What the task asks –
Pick out every line in the records below that contains the string "bare", and copy each of those lines.

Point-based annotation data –
— Begin —

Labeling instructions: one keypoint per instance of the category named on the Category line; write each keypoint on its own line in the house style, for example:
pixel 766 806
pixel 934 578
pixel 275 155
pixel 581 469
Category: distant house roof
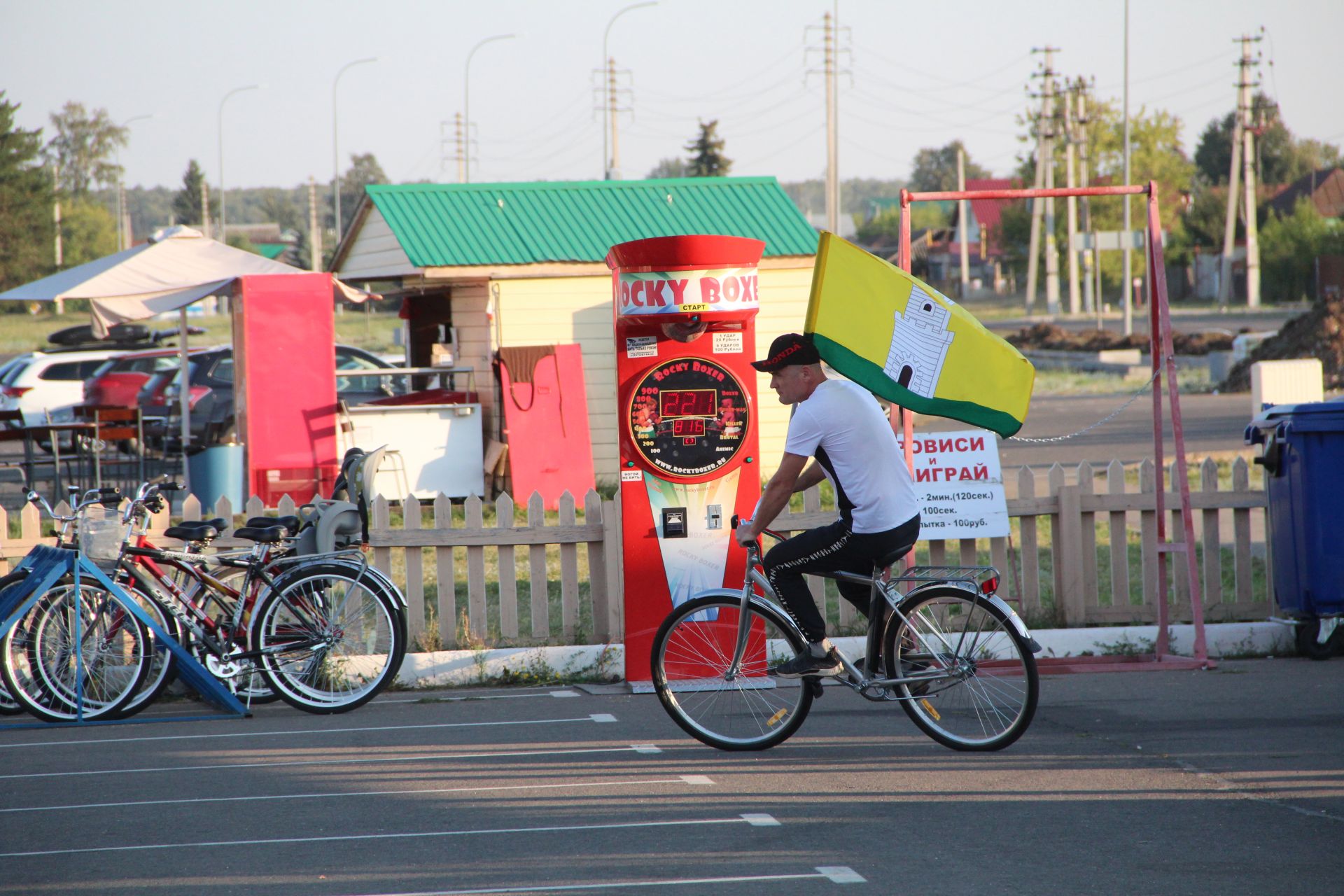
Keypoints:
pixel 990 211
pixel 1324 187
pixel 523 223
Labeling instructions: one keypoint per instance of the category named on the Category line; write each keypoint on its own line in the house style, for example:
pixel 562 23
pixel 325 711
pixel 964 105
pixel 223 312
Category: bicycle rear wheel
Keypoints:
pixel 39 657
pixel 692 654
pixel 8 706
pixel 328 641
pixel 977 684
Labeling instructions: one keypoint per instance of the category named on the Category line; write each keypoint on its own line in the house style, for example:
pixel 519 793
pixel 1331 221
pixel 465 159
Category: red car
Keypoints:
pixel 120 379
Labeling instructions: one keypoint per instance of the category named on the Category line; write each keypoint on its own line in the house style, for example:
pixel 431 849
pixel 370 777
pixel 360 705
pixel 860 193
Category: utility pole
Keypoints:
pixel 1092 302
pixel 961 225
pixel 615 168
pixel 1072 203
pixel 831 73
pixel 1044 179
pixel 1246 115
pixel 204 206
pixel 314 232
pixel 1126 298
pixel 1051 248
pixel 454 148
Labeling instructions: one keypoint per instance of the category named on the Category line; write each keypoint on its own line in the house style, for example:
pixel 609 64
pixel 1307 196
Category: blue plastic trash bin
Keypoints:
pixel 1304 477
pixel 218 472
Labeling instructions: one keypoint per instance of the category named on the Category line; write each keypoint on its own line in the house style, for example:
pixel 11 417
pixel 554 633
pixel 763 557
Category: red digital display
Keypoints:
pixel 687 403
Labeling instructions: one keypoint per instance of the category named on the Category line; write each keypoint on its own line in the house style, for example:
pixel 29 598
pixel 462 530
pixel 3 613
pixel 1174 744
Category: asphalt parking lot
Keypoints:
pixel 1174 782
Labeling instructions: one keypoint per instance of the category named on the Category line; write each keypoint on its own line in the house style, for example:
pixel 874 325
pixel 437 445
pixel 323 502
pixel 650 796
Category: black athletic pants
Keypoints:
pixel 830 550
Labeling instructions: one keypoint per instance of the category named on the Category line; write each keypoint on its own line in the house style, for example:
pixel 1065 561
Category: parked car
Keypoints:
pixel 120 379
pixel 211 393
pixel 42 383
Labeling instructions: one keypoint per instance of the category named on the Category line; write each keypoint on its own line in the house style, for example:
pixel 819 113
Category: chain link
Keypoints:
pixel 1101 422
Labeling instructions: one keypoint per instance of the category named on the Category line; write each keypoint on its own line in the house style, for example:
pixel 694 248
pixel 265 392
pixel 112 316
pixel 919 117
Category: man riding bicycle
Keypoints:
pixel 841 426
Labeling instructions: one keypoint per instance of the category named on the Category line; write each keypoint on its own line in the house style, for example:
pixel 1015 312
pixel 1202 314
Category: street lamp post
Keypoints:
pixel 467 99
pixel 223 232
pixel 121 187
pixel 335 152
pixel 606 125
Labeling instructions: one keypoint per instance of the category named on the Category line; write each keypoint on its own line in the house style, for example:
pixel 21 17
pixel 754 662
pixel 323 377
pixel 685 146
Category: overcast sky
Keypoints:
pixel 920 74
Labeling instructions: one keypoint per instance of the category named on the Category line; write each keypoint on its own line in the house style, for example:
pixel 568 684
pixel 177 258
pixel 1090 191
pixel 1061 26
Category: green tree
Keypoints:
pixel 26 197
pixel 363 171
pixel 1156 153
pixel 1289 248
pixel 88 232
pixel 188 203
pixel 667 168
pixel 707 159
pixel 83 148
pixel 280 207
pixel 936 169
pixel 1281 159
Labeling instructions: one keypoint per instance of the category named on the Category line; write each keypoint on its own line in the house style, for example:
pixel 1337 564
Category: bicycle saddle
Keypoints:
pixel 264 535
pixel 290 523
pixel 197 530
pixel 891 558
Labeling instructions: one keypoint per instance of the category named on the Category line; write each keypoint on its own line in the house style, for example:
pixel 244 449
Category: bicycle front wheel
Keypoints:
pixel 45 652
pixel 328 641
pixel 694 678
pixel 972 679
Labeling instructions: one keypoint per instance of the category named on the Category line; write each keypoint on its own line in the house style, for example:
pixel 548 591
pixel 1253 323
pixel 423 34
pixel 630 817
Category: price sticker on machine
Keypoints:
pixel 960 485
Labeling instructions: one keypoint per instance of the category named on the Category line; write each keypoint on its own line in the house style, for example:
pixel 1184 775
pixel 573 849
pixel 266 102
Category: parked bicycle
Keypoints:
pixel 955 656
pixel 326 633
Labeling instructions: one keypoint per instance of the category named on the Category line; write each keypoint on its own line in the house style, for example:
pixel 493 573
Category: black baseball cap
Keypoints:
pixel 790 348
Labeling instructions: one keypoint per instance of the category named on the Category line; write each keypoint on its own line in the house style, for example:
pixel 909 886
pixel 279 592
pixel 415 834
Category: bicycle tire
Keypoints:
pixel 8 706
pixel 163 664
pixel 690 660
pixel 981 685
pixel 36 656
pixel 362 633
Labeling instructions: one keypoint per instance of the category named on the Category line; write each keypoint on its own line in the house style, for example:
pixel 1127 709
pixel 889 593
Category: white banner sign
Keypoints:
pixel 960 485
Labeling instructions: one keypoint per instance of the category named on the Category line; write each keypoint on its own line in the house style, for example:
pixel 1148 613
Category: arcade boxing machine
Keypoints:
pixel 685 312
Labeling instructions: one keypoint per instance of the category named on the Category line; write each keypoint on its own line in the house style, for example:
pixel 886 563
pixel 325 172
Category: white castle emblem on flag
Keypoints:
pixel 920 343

— End —
— Begin —

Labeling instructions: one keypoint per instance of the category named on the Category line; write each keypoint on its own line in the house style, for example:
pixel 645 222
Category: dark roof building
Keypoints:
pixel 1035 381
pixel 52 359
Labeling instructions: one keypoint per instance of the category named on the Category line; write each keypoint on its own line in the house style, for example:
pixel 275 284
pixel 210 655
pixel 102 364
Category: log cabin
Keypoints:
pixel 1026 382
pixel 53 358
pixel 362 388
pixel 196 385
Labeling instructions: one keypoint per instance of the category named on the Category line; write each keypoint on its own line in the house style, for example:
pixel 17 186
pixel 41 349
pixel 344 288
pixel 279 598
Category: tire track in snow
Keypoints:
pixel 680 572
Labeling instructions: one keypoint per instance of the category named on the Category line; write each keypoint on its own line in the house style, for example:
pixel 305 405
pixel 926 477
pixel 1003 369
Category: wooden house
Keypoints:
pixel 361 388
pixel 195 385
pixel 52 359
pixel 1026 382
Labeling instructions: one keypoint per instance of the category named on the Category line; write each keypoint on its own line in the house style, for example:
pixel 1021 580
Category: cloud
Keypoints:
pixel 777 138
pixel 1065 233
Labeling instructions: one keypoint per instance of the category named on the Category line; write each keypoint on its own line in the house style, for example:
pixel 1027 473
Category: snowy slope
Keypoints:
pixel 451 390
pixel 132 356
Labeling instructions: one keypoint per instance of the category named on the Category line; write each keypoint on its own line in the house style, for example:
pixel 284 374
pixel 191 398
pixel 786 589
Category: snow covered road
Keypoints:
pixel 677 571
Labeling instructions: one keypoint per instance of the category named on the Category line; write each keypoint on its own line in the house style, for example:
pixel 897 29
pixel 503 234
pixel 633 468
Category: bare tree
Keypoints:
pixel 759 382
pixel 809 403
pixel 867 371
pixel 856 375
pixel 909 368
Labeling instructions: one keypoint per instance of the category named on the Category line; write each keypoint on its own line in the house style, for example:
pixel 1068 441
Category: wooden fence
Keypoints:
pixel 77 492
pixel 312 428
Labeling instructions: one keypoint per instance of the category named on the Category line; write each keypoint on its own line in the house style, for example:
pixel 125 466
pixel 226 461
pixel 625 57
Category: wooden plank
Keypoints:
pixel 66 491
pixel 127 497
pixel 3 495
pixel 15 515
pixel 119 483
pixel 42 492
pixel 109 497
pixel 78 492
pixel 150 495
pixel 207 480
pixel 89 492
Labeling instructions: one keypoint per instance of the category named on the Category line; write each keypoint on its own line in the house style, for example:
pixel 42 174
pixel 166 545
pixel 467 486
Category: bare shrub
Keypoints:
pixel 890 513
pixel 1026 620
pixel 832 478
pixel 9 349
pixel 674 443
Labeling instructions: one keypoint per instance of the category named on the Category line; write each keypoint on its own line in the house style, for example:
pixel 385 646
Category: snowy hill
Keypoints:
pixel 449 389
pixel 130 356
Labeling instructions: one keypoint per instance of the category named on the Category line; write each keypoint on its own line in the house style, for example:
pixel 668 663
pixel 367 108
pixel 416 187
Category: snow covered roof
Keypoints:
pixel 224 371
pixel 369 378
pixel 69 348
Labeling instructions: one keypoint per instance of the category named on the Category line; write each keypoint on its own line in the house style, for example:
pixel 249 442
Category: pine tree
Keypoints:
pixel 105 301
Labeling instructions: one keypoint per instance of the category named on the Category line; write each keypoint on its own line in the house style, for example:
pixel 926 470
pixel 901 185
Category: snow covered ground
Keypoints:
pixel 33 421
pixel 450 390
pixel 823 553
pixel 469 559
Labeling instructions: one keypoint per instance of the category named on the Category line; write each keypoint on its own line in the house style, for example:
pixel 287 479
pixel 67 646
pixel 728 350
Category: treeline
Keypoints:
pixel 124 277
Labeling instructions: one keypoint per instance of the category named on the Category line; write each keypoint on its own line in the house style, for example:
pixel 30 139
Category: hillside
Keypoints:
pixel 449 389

— End —
— Begin —

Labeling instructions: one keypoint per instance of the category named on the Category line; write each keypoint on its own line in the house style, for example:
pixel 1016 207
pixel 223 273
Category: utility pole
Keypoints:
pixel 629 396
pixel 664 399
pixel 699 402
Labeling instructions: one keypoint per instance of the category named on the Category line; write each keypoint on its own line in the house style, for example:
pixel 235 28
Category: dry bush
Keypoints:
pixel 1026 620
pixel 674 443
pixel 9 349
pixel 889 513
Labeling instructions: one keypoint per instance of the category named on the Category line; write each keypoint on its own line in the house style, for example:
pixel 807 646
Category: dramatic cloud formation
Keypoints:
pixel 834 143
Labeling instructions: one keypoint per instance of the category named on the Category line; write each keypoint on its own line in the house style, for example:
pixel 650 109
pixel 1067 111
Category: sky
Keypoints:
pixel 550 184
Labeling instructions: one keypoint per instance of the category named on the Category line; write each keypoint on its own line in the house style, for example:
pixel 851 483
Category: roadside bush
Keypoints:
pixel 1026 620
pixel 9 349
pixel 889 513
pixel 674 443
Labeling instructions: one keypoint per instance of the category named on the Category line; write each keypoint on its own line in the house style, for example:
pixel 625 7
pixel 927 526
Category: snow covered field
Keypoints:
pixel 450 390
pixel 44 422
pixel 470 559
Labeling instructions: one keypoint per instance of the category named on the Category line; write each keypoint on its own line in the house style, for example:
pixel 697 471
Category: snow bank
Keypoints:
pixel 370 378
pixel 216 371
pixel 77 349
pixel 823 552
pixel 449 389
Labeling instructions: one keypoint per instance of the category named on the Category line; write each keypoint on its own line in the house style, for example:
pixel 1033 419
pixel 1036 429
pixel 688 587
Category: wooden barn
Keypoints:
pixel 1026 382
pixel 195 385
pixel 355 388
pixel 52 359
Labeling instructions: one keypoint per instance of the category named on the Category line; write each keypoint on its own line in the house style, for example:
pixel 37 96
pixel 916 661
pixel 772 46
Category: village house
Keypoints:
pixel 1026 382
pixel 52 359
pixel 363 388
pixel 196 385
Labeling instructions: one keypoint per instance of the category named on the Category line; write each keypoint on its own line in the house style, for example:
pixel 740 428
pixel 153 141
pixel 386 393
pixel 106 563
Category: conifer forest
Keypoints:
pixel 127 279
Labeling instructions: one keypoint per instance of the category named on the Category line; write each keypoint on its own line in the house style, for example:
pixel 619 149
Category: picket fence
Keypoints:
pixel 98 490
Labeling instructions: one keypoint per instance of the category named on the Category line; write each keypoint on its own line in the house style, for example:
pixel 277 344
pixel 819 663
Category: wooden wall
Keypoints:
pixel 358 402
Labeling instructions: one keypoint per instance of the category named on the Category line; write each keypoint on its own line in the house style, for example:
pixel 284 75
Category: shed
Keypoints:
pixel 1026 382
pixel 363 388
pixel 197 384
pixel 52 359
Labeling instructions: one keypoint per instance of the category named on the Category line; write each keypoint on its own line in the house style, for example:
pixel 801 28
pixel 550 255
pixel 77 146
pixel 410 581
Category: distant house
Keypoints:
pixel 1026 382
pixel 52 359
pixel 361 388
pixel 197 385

— End —

Task result –
Category: bare tree
Category: bare shrub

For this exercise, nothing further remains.